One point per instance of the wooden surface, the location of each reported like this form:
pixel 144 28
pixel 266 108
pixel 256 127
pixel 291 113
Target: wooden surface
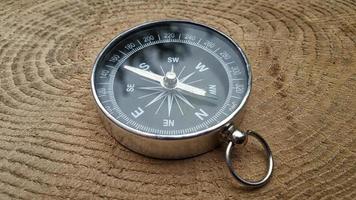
pixel 52 142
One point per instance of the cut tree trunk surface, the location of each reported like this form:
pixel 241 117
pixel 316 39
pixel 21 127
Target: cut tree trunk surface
pixel 53 144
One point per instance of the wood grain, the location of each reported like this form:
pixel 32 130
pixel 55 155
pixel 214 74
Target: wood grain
pixel 53 145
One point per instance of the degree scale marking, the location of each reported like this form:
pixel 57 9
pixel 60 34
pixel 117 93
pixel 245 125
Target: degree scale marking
pixel 181 131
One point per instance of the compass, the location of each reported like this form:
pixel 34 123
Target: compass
pixel 172 89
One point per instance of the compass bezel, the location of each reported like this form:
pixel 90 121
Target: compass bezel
pixel 131 130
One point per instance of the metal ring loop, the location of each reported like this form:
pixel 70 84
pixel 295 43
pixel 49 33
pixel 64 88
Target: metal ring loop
pixel 268 175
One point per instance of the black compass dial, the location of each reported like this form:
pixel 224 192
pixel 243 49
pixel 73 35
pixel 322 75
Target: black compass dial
pixel 171 78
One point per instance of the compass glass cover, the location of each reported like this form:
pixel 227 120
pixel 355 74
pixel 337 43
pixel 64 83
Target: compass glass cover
pixel 170 78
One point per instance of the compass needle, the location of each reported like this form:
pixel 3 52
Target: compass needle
pixel 170 103
pixel 158 97
pixel 186 77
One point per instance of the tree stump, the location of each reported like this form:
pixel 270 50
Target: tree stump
pixel 53 144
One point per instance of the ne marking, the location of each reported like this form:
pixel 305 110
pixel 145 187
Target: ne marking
pixel 137 113
pixel 180 72
pixel 139 42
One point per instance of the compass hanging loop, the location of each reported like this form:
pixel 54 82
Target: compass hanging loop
pixel 237 137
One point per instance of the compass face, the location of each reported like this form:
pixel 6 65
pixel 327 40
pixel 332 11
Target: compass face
pixel 171 78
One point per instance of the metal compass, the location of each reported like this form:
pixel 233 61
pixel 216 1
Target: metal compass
pixel 172 89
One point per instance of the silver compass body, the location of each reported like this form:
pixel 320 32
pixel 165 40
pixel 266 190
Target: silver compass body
pixel 167 89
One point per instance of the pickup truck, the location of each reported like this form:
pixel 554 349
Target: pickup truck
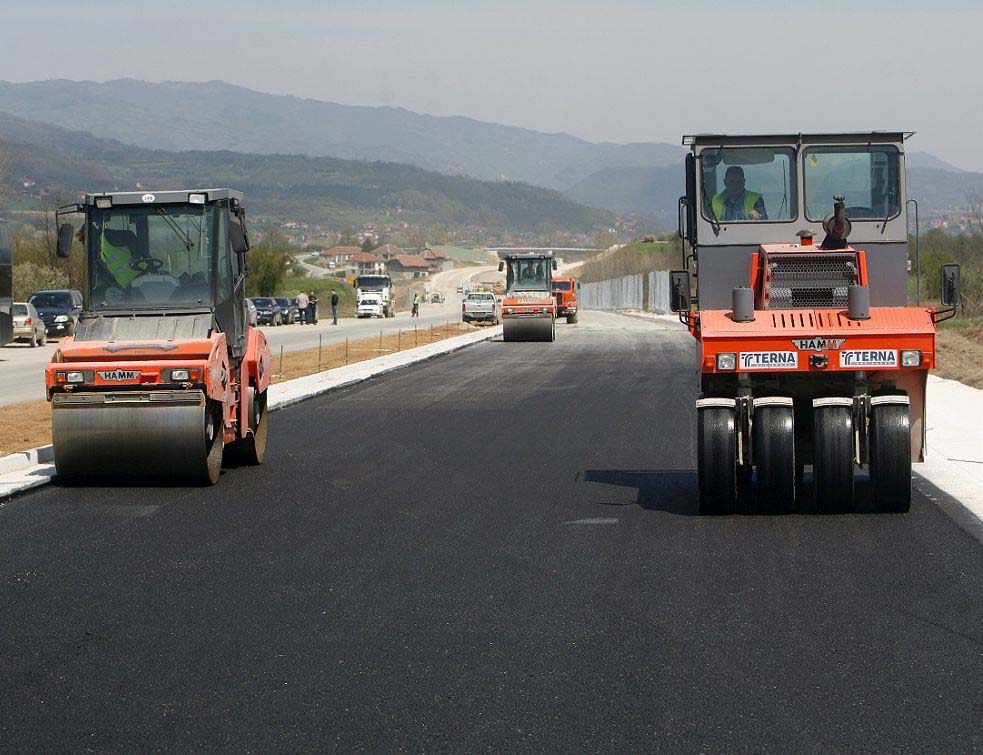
pixel 480 306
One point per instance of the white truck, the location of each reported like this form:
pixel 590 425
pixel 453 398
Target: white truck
pixel 480 306
pixel 379 289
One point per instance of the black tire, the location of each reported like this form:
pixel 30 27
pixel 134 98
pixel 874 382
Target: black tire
pixel 889 452
pixel 251 450
pixel 774 457
pixel 832 465
pixel 717 459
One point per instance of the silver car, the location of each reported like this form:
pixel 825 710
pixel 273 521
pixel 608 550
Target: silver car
pixel 28 325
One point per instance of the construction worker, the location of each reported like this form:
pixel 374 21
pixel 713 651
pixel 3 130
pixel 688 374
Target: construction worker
pixel 117 257
pixel 735 202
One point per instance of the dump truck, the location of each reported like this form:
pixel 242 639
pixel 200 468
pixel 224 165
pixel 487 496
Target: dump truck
pixel 380 290
pixel 565 290
pixel 528 306
pixel 810 353
pixel 164 377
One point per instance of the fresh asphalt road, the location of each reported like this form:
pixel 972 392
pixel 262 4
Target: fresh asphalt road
pixel 22 368
pixel 496 550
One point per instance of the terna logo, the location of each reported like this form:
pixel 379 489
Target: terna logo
pixel 818 344
pixel 863 358
pixel 769 360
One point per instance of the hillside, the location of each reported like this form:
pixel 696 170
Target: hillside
pixel 214 116
pixel 324 190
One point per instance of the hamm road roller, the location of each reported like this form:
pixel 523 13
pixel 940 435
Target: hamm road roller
pixel 810 354
pixel 529 306
pixel 164 376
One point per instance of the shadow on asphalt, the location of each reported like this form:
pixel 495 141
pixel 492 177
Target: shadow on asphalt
pixel 672 491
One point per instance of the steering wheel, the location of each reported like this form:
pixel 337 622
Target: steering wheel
pixel 145 265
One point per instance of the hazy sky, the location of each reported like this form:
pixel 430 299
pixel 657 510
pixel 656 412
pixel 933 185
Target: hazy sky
pixel 615 71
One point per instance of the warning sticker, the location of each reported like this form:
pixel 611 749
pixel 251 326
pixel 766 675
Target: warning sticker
pixel 861 359
pixel 769 360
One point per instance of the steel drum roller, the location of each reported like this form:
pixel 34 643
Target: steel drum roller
pixel 158 435
pixel 528 328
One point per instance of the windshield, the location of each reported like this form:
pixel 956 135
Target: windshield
pixel 371 281
pixel 150 256
pixel 51 301
pixel 869 178
pixel 529 274
pixel 748 184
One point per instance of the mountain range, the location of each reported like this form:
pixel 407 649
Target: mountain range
pixel 644 178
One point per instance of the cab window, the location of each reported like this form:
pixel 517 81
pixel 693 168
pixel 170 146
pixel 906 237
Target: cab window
pixel 869 178
pixel 748 184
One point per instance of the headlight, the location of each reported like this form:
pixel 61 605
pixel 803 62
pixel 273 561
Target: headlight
pixel 911 358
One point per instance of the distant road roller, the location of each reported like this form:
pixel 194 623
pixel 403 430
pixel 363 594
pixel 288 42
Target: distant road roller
pixel 529 306
pixel 810 354
pixel 164 376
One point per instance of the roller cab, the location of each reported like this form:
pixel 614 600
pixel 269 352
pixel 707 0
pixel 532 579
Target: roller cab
pixel 529 306
pixel 164 378
pixel 811 356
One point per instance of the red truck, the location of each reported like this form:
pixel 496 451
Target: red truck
pixel 565 292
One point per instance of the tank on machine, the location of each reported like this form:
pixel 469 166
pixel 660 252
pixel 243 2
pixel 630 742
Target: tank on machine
pixel 528 306
pixel 810 353
pixel 164 376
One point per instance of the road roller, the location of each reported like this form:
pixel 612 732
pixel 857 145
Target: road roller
pixel 529 306
pixel 811 356
pixel 164 378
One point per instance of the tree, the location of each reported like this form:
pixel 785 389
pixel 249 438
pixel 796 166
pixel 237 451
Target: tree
pixel 268 262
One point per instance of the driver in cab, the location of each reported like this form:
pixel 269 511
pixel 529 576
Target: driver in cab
pixel 735 202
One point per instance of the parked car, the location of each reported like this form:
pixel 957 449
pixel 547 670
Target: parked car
pixel 481 306
pixel 289 309
pixel 28 325
pixel 60 310
pixel 268 312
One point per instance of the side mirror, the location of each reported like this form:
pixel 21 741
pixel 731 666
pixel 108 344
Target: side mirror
pixel 950 285
pixel 237 234
pixel 64 246
pixel 679 300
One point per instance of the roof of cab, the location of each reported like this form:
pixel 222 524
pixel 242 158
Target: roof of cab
pixel 163 197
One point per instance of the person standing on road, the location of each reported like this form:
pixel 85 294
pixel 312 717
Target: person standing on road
pixel 302 304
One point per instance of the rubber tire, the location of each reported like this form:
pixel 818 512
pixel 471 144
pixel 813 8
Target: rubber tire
pixel 889 454
pixel 774 458
pixel 251 450
pixel 832 464
pixel 212 469
pixel 716 445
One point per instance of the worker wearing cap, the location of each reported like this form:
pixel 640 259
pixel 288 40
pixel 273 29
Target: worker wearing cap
pixel 117 257
pixel 735 202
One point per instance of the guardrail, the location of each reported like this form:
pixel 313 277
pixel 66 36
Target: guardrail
pixel 648 292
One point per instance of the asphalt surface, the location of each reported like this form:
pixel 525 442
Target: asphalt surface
pixel 497 550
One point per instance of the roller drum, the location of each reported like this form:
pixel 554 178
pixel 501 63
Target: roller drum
pixel 167 436
pixel 528 328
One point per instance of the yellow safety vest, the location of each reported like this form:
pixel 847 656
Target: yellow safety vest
pixel 750 200
pixel 117 260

***

> [WHAT YOU SHOULD DO]: Change every "road roller" to "steamroller" in the listing lines starting at "One point per instance of the road" and ending at "pixel 268 262", and give those lines again with nothing else altered.

> [FULL RESPONSE]:
One point per instance of the steamroller, the location of each reported like this form:
pixel 612 732
pixel 857 145
Target: steamroller
pixel 529 306
pixel 811 356
pixel 164 378
One point per instance of the tree, the location of each reported like this form:
pixel 785 389
pixel 249 438
pixel 796 166
pixel 237 451
Target: tree
pixel 268 262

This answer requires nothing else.